» **Objective**
Transcribe every line exactly. Leave the pictures behind.

* Begin Items *

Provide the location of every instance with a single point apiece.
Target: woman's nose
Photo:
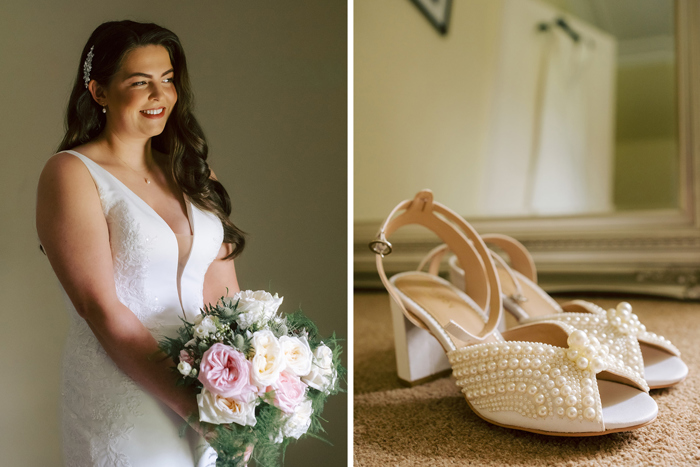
(156, 91)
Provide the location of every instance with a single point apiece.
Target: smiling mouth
(153, 111)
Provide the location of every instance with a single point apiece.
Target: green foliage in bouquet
(233, 323)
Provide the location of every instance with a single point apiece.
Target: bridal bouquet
(262, 377)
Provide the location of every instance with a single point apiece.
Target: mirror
(423, 119)
(584, 114)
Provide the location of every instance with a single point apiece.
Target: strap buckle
(381, 246)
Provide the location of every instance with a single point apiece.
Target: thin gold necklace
(146, 179)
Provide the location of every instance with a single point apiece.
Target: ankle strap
(520, 258)
(481, 281)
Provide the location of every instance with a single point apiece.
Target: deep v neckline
(190, 218)
(188, 203)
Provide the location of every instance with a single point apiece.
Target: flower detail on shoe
(540, 382)
(624, 353)
(587, 353)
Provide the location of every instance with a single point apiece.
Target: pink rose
(289, 391)
(225, 371)
(186, 357)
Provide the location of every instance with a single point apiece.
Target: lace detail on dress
(130, 253)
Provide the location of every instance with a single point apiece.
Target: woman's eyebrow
(147, 75)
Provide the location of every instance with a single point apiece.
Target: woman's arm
(73, 231)
(220, 275)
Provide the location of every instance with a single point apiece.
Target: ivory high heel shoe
(652, 356)
(544, 377)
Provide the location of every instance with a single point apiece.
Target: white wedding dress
(108, 420)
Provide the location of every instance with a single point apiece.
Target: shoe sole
(560, 433)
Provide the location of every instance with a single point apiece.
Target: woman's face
(143, 85)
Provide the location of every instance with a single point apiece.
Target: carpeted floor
(431, 425)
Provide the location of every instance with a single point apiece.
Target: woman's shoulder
(66, 171)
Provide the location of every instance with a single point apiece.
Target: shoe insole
(625, 406)
(443, 301)
(661, 369)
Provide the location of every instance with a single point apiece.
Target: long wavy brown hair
(182, 140)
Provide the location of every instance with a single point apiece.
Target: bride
(135, 226)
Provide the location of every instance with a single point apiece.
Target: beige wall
(646, 146)
(422, 103)
(270, 84)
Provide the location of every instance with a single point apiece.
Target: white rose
(205, 327)
(297, 354)
(268, 361)
(257, 307)
(216, 409)
(322, 375)
(184, 368)
(299, 421)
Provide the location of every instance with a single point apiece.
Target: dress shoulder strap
(107, 188)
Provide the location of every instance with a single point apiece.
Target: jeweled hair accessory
(87, 66)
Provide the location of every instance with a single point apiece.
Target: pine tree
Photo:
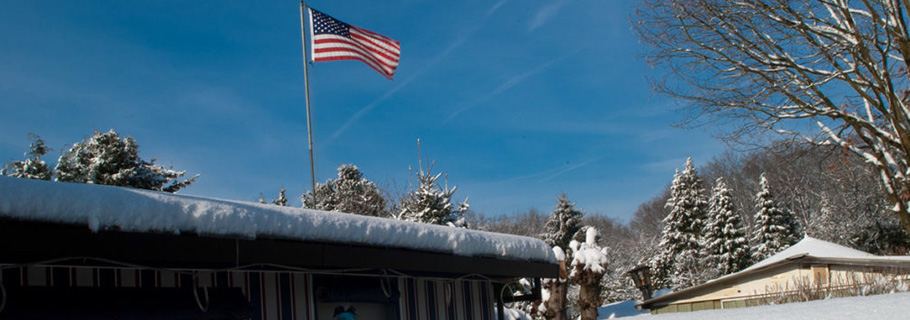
(725, 237)
(432, 203)
(350, 192)
(775, 228)
(282, 200)
(32, 167)
(105, 158)
(679, 262)
(563, 223)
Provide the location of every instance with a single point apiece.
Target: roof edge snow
(132, 210)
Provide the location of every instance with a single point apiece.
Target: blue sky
(517, 100)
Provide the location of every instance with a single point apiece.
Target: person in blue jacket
(349, 314)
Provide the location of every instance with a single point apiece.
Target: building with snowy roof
(809, 266)
(93, 252)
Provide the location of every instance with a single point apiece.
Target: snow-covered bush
(32, 167)
(349, 193)
(432, 203)
(105, 158)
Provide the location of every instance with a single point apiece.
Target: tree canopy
(828, 72)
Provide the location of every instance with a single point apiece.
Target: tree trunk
(556, 305)
(589, 300)
(589, 292)
(556, 302)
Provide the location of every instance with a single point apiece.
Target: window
(373, 298)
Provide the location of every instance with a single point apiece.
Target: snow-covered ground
(885, 306)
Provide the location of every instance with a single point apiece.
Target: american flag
(333, 40)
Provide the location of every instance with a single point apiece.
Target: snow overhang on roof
(808, 250)
(141, 211)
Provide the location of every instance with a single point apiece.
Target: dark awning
(122, 303)
(40, 241)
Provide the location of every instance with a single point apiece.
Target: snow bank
(132, 210)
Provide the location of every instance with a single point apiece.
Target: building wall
(773, 286)
(278, 295)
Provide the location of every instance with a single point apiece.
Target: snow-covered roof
(132, 210)
(814, 248)
(808, 247)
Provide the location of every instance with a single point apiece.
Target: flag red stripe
(364, 35)
(331, 53)
(330, 41)
(353, 54)
(353, 57)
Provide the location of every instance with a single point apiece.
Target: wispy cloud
(551, 173)
(545, 14)
(509, 83)
(563, 170)
(459, 41)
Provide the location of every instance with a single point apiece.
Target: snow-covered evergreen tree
(32, 167)
(775, 228)
(105, 158)
(432, 203)
(282, 199)
(350, 192)
(563, 223)
(725, 240)
(679, 263)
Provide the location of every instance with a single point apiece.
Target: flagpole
(306, 83)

* End Items *

» **Result of this exercise**
Provide the location of every instance with a single point apiece.
Target: woman's nose
Photo:
(156, 91)
Provide the location of every instance with a single point apiece.
Target: smiling mouth
(153, 111)
Provide the location of every instance with a single point apiece.
Target: green foliage in bouquet
(233, 323)
Provide the location of every instance with a single point apiece.
Target: bridal bouquet
(262, 377)
Provide the location of every instance with a single point apiece.
Target: mirror
(423, 119)
(584, 114)
Provide the location of every instance with a single point apiece.
Target: strap buckle
(381, 246)
Provide the location of every instance with a single point apiece.
Target: thin gold necklace
(146, 179)
Provide the location of every instance with a single point apiece.
Target: ankle strap
(520, 258)
(481, 281)
Provide the location of every instance with a single point apiece.
Target: deep v neckline
(190, 218)
(188, 203)
Provide the location of every instance with a single point apiece.
Target: flower detail on shoe
(540, 382)
(624, 353)
(587, 353)
Provide the location of every instance with a single point apiece.
Target: pink rose
(289, 391)
(225, 371)
(186, 357)
Provide the location of every instance with a single point apiece.
Target: lace detail on dress
(130, 253)
Provide the location of every instance with a single point apiece.
Target: woman's eyebrow
(147, 75)
Provide the location of every instance with a single point apiece.
Target: woman's arm
(73, 231)
(220, 275)
Provide the location of every instance with a single point apiece.
Target: ivory high heel shoe
(652, 356)
(544, 377)
Provide the location of every instance with a single point apiece.
Target: white wedding dress
(108, 420)
Provide the location of every instance with a single point apiece.
Target: shoe sole
(560, 433)
Provide the location of every instance with a single point apiece.
Target: woman's face
(143, 85)
Provide the location of every instance with a single point apiece.
Target: carpeted floor
(431, 425)
Provide the location of every instance with a single point apiece.
Target: woman's shoulder
(66, 171)
Provide the location of every instance with a single point apiece.
Target: shoe insole
(625, 406)
(443, 301)
(661, 369)
Provide the location of every instance with a single point apiece.
Target: long wavy brown hair
(182, 140)
Provide the location of every instance with a single point apiece.
Target: bride
(135, 226)
Provide the location of every instance with a single point apiece.
Target: beige wall
(646, 146)
(422, 103)
(270, 84)
Provide the location of every instance with a single point apiece.
Target: white rose
(205, 327)
(297, 354)
(268, 361)
(257, 307)
(216, 409)
(322, 375)
(184, 368)
(299, 421)
Provide the location of every instance with a single point apiece.
Target: dress shoulder strap
(107, 188)
Provide the location of every instance with a single point apiece.
Target: jeweled hair accessory
(87, 66)
Provide the location of every instance with a single point apiece.
Target: pine tree
Photo:
(725, 237)
(432, 203)
(350, 192)
(775, 228)
(282, 200)
(32, 167)
(105, 158)
(679, 262)
(563, 223)
Provide the location of every instance with a single point apiece.
Target: roof edge snow
(132, 210)
Provide the location of every instance with a single point apiece.
Target: blue sky
(517, 100)
Provide the location of every instance with a single point apiece.
Target: person in blue jacket
(349, 314)
Provide the location of every instance with a single point apiece.
Target: building with snowy roof
(809, 266)
(93, 252)
Provide the location of every instance with a single point apiece.
Target: snow-covered bush
(32, 167)
(349, 193)
(432, 203)
(105, 158)
Provide the location of every instance with a single point apiece.
Target: tree canopy
(828, 72)
Provide the location of every instance with a single point apiece.
Target: tree trunk
(556, 305)
(589, 300)
(589, 292)
(556, 302)
Provide the location of every instance with a single point apiece.
Target: window
(373, 298)
Provide the location of every instance with a single point apiece.
Target: snow-covered ground
(885, 306)
Provide the location of every instance with a single point apiece.
Target: american flag
(333, 40)
Provide the location of every instance with a single point apiece.
Target: snow overhang on roof
(808, 250)
(141, 211)
Provide the location of every instance with a single point apiece.
Target: dark awning
(122, 303)
(40, 241)
Provide the location of every instance with a single point apiece.
Target: snow bank
(132, 210)
Provide the location of every instance with a single point apiece.
Target: building wall
(773, 286)
(278, 295)
Provide the location of every instance with a single point apiece.
Target: snow-covered roof
(132, 210)
(814, 248)
(808, 247)
Provide the location of every instance with a single point apiece.
Target: flag red stripe
(364, 35)
(331, 53)
(330, 41)
(353, 54)
(353, 57)
Provide the location of every instance with a single point apiece.
Target: wispy cloud
(551, 173)
(545, 14)
(509, 83)
(563, 170)
(459, 41)
Provide the location of every instance with a single point apiece.
Target: snow-covered evergreen tree
(32, 167)
(775, 228)
(105, 158)
(432, 203)
(282, 199)
(350, 192)
(563, 223)
(725, 240)
(679, 263)
Provide the location of every instance with a single point apiece.
Target: flagpole
(306, 83)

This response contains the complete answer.